Pick up the text on the sequential_process class where it stops, and continue it from there.

**Excerpted text**

[Begin]

SUMMARY: ThreadSanitizer: data race deque:1061 in std::__1::__deque_base<(anonymous namespace)::task, std::__1::allocator<(anonymous namespace)::task> >::begin()
==================
ThreadSanitizer report breakpoint hit. Use 'thread info -s' to get extended information about the report.

A Cheasy Fix¶

  • Extend the lifetime of process to fix the invocation
{
    auto process = make_shared<sequential_process>();

    process->async([process] {
        this_thread::sleep_for(1s);
        cout << "Made it!" << endl;
    });

    this_thread::sleep_for(2s); // This line is here for my slides
}
  • We can no longer rely on when all tasks in our sequential_process are done
    • Our tasks must be constructed to be independent of process destruction

Blocking¶

  • To keep the original semantics we could block on destruction of sequential_process
  • To do this we again need:
    • A _done flag
    • A _condition variable
    • A destructor that signals done
namespace bcc2 {

class sequential_process {
    function<void(task)> _executor;

    mutex _mutex;
    bool _running = false;
    deque<task> _queue;

    condition_variable _condition; // <---
    bool _done = false;            // <---

    void resume();

public:
    ~sequential_process(); // <---
    void async(task f);
};

} // namespace bcc2
  • In the destructor if we are are still running
    • signal that we are done and want a notification
    • wait until we are no longer running
namespace bcc2 {

sequential_process::~sequential_process() {
    unique_lock<mutex> lock(_mutex);
    if (!_running) return;
    _done = true;
    while (_running)

[End]

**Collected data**
[Begin]

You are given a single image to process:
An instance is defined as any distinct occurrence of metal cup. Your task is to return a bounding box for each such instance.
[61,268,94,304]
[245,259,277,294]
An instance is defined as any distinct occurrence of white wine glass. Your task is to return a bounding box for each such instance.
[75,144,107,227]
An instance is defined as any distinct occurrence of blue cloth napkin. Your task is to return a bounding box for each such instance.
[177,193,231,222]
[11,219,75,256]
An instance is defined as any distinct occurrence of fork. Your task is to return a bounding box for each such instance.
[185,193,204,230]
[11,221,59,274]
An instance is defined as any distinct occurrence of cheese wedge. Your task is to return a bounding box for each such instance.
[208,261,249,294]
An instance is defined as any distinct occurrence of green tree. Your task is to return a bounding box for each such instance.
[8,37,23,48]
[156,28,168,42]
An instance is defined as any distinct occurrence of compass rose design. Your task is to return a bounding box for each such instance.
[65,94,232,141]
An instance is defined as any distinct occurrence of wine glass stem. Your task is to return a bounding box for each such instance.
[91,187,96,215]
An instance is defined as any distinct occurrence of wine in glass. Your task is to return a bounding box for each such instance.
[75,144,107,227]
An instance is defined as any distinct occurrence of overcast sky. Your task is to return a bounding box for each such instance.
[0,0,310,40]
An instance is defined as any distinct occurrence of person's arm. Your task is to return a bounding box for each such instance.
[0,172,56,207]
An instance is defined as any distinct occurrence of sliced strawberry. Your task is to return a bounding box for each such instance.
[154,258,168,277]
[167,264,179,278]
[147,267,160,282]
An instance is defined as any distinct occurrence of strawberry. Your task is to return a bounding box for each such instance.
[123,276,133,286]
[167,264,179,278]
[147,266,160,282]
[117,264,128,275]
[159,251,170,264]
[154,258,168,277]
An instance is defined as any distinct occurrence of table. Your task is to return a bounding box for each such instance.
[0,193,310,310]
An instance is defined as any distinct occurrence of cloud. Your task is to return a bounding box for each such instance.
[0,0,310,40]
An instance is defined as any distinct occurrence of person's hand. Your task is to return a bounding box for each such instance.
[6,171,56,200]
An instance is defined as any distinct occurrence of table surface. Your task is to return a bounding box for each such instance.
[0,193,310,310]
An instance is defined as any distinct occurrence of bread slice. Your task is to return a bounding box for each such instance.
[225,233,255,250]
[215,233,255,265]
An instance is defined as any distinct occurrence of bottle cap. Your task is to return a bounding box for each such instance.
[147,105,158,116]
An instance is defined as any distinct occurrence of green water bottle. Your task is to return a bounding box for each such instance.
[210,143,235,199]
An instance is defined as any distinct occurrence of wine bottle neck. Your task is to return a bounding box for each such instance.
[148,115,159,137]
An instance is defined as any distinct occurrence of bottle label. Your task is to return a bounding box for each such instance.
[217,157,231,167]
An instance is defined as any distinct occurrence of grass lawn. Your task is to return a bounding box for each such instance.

[End]

**Exercise answer**
        _condition.wait(lock);
}

} // namespace bcc
  • Finally in resume() if we are done then notify when we stop running
namespace bcc2 {

void sequential_process::resume() {
    task work;
    while (true) {
        {
            unique_lock<mutex> lock(_mutex);

            if (_queue.empty()) {
                _running = false;
                if (_done) _condition.notify_one(); // <---
                return;
            }
            work = move(_queue.front());
            _queue.pop_front();
        }
        move(work)();
    }
}

} // namespace bcc
  • It works in our example
    • But only so long as we have enough threads
  • If the task is scheduled on the same as the one destructing process
    • And there is no thread available to steal the task
    • Deadlock!
  • But how many threads are enough?
    • On a system with N processes we need N+1 threads available in the pool to guarantee no deadlocks
  • In a single threaded environment, like wasm, this will deadlock often
  • Probability of failure is a function of number of threads, number of processes, frequency of dispatched tasks, and frequency of joins
    • I have no idea how to calculate it...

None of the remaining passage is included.